(Task to carry out)
Please tally how many lines in the entries below include the word "wall", giving only the number.

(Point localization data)
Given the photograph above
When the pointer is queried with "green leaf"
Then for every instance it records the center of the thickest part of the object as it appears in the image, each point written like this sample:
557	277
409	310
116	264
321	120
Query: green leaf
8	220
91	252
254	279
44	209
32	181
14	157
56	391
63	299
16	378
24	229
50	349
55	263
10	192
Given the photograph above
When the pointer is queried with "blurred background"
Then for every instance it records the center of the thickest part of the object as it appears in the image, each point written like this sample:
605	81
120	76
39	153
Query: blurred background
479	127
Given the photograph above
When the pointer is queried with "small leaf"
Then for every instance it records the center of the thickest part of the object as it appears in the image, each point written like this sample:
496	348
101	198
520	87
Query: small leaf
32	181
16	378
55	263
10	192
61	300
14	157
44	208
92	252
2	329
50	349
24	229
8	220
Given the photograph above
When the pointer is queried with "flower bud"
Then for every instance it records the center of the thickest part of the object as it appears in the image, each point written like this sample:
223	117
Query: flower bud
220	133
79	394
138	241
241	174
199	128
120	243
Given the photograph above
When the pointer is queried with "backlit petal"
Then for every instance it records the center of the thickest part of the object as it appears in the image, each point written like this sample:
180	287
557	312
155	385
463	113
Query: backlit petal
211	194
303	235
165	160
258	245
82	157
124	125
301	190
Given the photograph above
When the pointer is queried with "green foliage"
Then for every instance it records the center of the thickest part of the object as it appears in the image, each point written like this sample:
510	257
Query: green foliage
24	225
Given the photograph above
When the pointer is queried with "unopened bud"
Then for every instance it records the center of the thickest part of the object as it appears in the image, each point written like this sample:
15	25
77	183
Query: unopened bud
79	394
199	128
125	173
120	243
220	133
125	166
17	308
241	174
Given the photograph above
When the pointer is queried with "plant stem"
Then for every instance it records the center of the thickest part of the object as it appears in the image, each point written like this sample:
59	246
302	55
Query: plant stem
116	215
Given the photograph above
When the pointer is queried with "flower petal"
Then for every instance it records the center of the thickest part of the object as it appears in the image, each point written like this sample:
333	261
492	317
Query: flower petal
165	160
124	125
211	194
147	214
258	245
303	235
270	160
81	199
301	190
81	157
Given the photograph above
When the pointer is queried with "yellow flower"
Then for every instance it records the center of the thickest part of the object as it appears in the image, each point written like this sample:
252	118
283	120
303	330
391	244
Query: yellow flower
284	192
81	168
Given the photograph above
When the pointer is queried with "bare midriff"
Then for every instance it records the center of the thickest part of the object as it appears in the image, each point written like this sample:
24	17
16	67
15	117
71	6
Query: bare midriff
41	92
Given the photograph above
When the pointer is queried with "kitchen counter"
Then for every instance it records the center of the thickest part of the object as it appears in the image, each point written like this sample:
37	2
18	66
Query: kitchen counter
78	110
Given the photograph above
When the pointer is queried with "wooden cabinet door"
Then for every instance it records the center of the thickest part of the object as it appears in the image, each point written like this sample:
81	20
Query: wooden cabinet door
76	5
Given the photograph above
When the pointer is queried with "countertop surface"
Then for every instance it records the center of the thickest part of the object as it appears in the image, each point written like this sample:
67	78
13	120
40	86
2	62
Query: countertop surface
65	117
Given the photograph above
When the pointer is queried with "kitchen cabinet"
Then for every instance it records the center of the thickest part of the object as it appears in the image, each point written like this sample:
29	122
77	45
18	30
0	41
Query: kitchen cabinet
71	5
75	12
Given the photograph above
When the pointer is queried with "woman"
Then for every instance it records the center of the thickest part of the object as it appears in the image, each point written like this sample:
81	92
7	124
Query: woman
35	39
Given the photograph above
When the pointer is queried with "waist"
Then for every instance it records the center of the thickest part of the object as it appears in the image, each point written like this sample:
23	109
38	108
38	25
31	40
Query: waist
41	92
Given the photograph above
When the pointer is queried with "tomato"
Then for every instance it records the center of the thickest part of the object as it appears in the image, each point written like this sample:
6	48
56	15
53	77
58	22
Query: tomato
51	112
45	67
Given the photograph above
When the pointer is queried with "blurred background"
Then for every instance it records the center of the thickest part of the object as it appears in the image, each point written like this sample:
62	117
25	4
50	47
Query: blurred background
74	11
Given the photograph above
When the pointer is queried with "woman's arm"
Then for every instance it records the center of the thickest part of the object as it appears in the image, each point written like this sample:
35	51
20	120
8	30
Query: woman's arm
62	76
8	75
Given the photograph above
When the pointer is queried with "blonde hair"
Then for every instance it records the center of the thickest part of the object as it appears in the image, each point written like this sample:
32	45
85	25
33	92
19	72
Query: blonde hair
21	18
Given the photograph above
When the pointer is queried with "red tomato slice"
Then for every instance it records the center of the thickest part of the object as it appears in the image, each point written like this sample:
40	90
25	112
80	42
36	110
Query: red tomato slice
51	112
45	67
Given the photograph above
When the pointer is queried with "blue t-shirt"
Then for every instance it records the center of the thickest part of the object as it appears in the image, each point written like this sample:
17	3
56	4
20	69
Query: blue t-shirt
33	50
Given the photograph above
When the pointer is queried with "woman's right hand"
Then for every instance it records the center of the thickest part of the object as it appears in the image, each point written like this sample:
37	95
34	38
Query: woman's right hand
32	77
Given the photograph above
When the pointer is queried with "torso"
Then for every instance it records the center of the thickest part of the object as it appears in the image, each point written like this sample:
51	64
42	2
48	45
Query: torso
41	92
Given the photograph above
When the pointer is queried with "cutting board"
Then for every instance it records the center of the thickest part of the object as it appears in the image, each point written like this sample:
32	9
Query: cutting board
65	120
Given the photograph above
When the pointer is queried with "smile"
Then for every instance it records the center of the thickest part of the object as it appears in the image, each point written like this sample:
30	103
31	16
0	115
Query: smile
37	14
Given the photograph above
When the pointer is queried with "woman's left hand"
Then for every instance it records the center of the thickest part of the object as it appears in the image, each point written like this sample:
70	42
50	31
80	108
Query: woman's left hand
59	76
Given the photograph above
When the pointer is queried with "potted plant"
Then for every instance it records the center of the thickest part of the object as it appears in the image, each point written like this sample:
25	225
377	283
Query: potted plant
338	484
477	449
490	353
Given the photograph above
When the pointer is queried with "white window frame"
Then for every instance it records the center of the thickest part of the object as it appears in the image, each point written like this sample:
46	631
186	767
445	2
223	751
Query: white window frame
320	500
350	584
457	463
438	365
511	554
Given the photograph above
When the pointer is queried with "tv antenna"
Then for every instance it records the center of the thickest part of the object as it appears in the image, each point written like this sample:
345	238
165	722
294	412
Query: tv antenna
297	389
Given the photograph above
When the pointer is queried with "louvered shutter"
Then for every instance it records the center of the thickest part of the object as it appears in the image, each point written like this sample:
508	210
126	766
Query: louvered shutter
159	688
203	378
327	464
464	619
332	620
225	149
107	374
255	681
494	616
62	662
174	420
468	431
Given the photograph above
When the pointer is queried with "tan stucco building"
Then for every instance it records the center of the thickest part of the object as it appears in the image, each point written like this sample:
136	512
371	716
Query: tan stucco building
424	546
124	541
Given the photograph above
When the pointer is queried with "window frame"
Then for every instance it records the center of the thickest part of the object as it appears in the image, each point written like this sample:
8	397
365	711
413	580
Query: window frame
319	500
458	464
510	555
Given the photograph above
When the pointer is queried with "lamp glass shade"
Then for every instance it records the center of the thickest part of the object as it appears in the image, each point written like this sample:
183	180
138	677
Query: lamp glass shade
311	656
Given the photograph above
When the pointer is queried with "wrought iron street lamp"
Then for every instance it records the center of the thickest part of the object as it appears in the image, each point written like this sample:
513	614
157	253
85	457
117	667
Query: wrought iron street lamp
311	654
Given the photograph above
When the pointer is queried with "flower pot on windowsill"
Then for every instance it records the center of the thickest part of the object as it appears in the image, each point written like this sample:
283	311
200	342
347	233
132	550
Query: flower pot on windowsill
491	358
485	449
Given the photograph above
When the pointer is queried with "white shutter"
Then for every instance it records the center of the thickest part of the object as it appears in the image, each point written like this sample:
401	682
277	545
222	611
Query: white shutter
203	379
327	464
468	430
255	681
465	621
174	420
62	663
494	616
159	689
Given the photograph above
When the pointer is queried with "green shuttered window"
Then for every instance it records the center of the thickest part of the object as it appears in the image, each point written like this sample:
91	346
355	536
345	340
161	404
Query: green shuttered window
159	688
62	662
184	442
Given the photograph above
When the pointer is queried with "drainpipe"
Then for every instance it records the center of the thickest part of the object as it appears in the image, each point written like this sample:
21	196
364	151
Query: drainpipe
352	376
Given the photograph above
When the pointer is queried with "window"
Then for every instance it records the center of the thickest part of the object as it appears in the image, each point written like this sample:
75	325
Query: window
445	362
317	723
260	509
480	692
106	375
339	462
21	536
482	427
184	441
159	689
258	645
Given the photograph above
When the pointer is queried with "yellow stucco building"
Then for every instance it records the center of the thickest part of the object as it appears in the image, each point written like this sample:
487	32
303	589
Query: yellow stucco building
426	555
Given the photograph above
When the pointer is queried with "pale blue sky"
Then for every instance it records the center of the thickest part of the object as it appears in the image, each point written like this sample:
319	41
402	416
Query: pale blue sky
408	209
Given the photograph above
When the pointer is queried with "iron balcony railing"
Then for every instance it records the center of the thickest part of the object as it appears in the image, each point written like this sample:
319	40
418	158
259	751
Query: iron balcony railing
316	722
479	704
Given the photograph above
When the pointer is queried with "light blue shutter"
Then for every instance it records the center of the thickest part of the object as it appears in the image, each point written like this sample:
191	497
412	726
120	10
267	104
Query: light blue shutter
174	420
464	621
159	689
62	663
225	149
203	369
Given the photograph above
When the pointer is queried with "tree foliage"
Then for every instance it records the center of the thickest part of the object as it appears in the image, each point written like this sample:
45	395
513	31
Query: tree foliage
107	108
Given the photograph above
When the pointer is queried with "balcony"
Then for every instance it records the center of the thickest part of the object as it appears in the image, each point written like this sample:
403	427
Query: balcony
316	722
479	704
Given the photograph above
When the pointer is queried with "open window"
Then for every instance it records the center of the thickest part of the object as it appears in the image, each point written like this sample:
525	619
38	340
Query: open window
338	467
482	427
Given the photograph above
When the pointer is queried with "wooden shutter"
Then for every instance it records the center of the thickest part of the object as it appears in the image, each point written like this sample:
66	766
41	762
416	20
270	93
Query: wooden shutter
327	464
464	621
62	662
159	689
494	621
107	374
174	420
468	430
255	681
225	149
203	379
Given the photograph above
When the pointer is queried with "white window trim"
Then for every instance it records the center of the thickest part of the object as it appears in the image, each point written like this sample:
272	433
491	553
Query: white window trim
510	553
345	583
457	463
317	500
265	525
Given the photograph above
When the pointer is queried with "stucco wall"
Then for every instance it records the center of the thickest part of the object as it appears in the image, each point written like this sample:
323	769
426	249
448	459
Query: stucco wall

(The answer)
2